> [GEGEBENER TEXT]:

──────

Im Privatanzeigenteil der neuen &quot;Raubfisch&quot; bietet jemand ein 3,80m Schlauchboot mit Aluboden ,Trailer uvm. für 1290 € an ,leider hat der gute Mensch vergessen seine Telefonnummer ,Mailaddresse oder Anschrift zu hinterlassen    !

Gruss Guen


----------



## siegerlaender (16. Januar 2003)

> Ab und an, gibt es von Suzumar, YAM oder Quicksilver Komplettangebote mit Motoren, die unwahrscheinlich günstig sind. Es ist dann ein Überschuss an nicht verkauften Schlauchbooten vorhanden und die werden mit einem Motor bestückt und zu einem spitzenmäßigen Preis auf den Markt geworfen. Gilt allerdings nur in Verbindung mit dem Motor



Hallo Albatros,
mein Wunsch mir ein Boot zu kaufen wird immer  konkreter :q 
wie komme ich an die von Dir beschriebenen Angebote ran? bzw wie erfahre ich davon? Was würde denn so ein Angebot kosten? Incl. 5PS AB?

Weißt Du vielleicht ob Zodiac und Quicksilver ne homepage haben? Ich kann in der Richtung nix finden! ;+


----------

──────

> [DATENAUSZUG]:
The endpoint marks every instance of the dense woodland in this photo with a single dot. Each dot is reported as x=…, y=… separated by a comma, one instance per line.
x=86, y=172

──────

> [ARBEITSAUFTRÄGE]:
[a] Schreibe den Abschnitt des gegebenen Textes ab, der mit den Wörtern um „Im Privatanzeigenteil der“ einsetzt und mit „(16. Januar 2003)“ schließt, und benenne dabei „Trailer“ in „Anhänger“ um.
[b] Welche Markennamen von Boots- und Motorenherstellern kommen im gegebenen Text vor? Führe jeden nur einmal auf.

> [LÖSUNGEN IM EINZELNEN]:
[a]
Im Privatanzeigenteil der neuen &quot;Raubfisch&quot; bietet jemand ein 3,80m Schlauchboot mit Aluboden ,Anhänger uvm. für 1290 € an ,leider hat der gute Mensch vergessen seine Telefonnummer ,Mailaddresse oder Anschrift zu hinterlassen    !

Gruss Guen


----------



## siegerlaender (16. Januar 2003)

[b] Suzumar, YAM, Quicksilver, Zodiac